## BEGIN WORKING DATA
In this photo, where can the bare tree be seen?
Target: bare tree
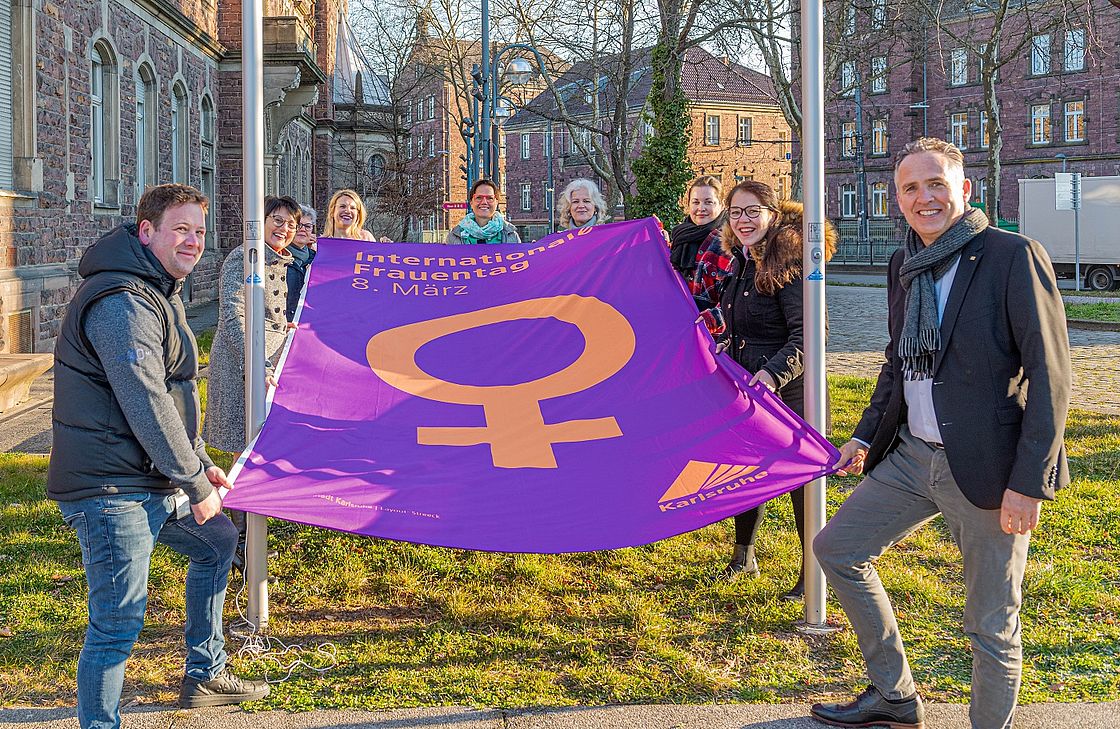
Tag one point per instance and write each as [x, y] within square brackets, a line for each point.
[999, 33]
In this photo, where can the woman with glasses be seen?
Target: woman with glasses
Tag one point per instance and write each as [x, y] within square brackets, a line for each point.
[346, 217]
[580, 205]
[302, 253]
[762, 304]
[483, 224]
[224, 426]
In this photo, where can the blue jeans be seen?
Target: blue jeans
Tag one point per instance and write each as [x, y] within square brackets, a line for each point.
[118, 534]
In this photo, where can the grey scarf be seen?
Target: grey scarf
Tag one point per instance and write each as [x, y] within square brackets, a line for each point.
[922, 265]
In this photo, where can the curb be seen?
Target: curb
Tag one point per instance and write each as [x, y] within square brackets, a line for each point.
[1092, 325]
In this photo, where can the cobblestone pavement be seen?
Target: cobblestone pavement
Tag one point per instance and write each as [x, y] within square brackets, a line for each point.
[858, 334]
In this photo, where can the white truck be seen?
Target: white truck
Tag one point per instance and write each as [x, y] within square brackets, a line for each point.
[1054, 229]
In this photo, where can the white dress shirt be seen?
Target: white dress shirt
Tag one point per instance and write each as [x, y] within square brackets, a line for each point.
[922, 418]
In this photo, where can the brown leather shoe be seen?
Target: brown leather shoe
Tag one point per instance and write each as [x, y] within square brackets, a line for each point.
[870, 709]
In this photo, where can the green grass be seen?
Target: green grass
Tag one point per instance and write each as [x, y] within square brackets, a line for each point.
[1093, 311]
[428, 626]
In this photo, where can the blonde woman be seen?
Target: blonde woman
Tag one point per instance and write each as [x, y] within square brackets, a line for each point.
[346, 217]
[581, 205]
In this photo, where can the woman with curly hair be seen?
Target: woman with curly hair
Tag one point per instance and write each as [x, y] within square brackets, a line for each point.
[763, 304]
[346, 217]
[580, 205]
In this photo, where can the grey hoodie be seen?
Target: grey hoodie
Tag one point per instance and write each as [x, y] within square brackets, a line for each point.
[127, 414]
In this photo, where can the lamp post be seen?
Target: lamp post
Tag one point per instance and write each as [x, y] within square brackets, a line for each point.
[482, 160]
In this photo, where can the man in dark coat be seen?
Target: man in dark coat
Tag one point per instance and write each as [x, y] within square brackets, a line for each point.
[128, 467]
[966, 420]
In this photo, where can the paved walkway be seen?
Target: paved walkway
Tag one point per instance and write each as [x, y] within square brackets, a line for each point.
[857, 335]
[1046, 716]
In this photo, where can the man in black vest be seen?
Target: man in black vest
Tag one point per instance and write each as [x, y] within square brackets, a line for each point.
[128, 467]
[966, 421]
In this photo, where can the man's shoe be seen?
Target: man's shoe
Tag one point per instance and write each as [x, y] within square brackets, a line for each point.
[223, 689]
[743, 562]
[870, 709]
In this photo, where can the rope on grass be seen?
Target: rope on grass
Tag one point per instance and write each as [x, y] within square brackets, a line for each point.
[288, 657]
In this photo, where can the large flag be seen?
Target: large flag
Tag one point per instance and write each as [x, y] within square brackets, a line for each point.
[553, 396]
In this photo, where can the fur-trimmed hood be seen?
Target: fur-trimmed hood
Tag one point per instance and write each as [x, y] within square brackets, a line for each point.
[787, 240]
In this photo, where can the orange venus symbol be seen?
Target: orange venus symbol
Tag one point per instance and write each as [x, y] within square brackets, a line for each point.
[515, 428]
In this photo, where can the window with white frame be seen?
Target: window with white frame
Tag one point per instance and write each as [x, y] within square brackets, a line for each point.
[1074, 52]
[104, 130]
[180, 133]
[848, 139]
[879, 75]
[878, 13]
[1039, 55]
[879, 199]
[1039, 124]
[146, 129]
[959, 67]
[746, 131]
[711, 130]
[879, 137]
[1074, 121]
[848, 77]
[959, 129]
[848, 201]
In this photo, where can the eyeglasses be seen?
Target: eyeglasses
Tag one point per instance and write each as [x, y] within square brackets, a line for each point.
[285, 222]
[752, 212]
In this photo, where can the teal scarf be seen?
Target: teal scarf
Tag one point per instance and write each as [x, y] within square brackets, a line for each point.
[473, 233]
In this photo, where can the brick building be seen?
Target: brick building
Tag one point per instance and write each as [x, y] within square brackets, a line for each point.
[1060, 102]
[738, 131]
[99, 101]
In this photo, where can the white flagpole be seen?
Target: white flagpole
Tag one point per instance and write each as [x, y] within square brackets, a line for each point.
[812, 148]
[252, 114]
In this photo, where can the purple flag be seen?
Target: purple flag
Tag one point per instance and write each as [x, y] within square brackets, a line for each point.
[552, 396]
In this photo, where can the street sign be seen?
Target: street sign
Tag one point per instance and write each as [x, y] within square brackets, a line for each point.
[1067, 190]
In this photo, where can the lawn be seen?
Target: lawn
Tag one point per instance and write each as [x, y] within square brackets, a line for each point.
[1106, 311]
[427, 626]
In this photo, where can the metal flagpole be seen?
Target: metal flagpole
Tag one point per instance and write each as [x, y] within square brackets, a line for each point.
[812, 147]
[252, 185]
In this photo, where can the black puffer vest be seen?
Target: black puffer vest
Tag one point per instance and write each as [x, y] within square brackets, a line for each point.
[95, 451]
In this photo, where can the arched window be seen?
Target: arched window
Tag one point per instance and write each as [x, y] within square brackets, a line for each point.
[180, 134]
[376, 167]
[104, 124]
[847, 201]
[879, 199]
[146, 129]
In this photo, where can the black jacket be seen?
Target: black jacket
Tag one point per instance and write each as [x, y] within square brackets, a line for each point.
[95, 450]
[1001, 379]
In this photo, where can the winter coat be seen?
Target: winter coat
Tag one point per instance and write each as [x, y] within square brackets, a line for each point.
[765, 332]
[126, 416]
[224, 427]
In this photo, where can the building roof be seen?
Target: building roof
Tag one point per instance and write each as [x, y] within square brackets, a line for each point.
[351, 65]
[705, 78]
## END WORKING DATA
▶ [TO BE DONE] Copy the part of the material that opens with the line containing "In this photo, where can the building" and runs through the end of the material, including both ends. Shift each answer coordinate by adding 88 to both of its numbers, and leave every other line unchanged.

▶ [TASK OUTPUT]
In this photo, where can the building roof be seen?
Target: building roof
Tag one point per instance and write each as [x, y] within square brackets, a line for each point.
[439, 153]
[793, 166]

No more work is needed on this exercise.